The request -
Copy the lines below verbatim, beginning with the line that includes "Target: sunglasses" and continuing to the end; leave out everything before it.

-- start Source records --

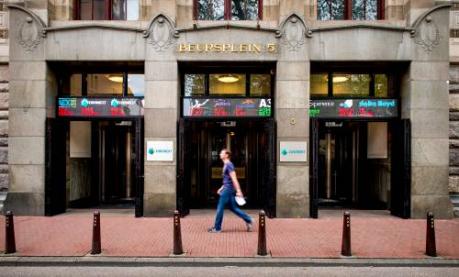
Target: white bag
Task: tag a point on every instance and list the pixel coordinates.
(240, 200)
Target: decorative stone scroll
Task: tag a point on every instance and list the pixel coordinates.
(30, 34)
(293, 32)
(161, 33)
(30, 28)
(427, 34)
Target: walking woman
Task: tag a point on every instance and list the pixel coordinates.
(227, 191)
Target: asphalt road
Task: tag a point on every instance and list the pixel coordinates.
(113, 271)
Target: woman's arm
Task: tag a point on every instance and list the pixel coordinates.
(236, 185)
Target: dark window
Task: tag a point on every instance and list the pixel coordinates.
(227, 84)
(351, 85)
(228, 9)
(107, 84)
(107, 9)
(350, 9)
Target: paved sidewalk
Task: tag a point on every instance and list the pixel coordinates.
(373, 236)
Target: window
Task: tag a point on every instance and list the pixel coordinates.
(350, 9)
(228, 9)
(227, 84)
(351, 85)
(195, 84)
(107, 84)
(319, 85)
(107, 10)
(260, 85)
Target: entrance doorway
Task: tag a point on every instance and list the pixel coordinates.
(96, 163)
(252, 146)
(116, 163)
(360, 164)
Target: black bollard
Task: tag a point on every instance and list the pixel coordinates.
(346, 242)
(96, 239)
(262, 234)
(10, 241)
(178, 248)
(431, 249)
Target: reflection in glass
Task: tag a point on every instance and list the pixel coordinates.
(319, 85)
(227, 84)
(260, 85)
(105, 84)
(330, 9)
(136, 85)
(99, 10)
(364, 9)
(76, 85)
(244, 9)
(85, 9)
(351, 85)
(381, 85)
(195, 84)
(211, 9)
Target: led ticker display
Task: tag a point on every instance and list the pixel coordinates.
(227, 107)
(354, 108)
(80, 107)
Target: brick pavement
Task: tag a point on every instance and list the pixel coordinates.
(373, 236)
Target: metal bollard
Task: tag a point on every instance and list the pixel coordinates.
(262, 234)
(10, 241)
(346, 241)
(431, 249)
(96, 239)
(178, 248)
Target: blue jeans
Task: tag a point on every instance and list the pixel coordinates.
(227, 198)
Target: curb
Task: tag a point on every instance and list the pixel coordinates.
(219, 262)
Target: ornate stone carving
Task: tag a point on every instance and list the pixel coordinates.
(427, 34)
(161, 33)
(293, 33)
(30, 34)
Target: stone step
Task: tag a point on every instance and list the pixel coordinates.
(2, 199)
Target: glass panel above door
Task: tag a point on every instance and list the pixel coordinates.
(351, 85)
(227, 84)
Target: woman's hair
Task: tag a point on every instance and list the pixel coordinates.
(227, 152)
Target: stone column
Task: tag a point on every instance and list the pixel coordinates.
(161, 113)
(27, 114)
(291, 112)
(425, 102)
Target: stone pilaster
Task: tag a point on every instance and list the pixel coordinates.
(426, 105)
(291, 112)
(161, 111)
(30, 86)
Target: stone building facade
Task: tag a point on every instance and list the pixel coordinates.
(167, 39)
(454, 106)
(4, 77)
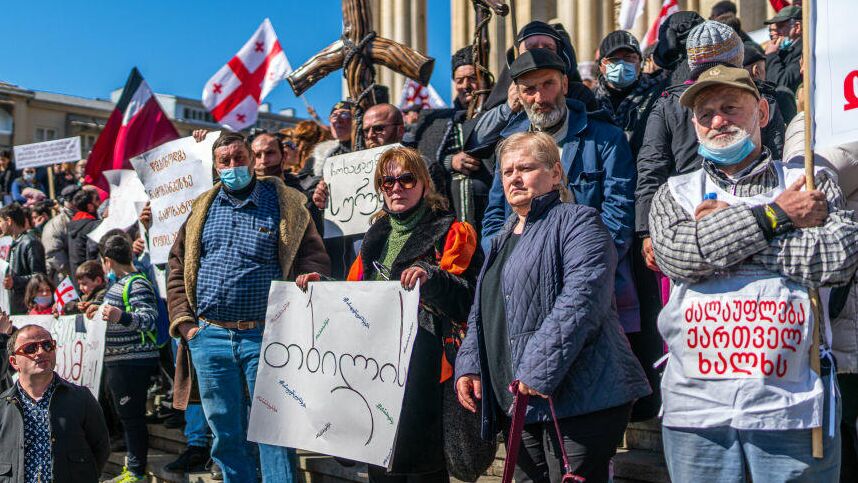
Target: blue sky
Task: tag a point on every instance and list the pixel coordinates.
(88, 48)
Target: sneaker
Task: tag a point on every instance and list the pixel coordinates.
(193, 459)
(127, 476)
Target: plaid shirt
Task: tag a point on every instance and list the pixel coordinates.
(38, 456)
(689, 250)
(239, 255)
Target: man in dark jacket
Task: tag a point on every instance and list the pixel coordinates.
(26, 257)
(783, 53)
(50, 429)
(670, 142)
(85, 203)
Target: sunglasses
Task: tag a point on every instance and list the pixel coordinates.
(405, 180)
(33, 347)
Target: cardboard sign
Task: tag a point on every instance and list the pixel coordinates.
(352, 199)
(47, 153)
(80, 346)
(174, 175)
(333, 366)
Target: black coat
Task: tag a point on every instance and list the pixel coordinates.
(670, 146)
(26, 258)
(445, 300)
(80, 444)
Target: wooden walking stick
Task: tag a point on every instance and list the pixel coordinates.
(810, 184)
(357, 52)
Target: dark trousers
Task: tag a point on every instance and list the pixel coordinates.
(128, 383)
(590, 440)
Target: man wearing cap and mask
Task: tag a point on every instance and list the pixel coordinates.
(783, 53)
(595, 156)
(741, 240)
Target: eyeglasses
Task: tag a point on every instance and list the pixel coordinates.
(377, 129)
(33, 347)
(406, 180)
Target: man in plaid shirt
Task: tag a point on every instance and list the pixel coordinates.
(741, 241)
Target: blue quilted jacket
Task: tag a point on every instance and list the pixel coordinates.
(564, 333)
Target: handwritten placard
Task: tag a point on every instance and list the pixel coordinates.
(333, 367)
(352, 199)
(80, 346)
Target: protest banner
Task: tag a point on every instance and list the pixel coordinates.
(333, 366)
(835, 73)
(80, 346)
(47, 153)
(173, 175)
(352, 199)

-- end Source records --

Right answer -
Target: sunglasses
Task: tag a point on every instance and list the pixel coordinates.
(405, 180)
(33, 347)
Target: cardboard sign
Task: tag a point on every instance and list the pixel coordinates.
(352, 199)
(47, 153)
(80, 346)
(174, 175)
(333, 366)
Target: black coat
Task: tag a point on every instance and list the pixel coordinates.
(670, 146)
(26, 258)
(445, 300)
(80, 444)
Target: wooden walking stick
Task: tag a point on every instance and list the pixel coordinates.
(810, 184)
(357, 52)
Target: dark trousers
Task: tag a point on every instance and list the pixel coordinates.
(128, 383)
(590, 440)
Target: man wearing cap and mask
Task: tag a point on every instance and list the pixel coordinates.
(783, 53)
(595, 156)
(741, 240)
Target: eyeglasses
Task: tag a point on every instance and list the pixel coordinates.
(377, 129)
(33, 347)
(406, 180)
Target: man in plaid shirt
Task: tag a point on every instance and list the pixel coordinates.
(741, 241)
Target: blue quilted jacket
Task: tag a point on every instance and list the pixel coordinates.
(564, 333)
Target: handwritten placard
Task: tag a point on every instance and list the pixel coordinates.
(333, 367)
(352, 199)
(80, 346)
Target: protest banner
Task: tag a point on every instance and list the pixel coordinates.
(333, 366)
(835, 73)
(80, 346)
(47, 153)
(173, 175)
(352, 199)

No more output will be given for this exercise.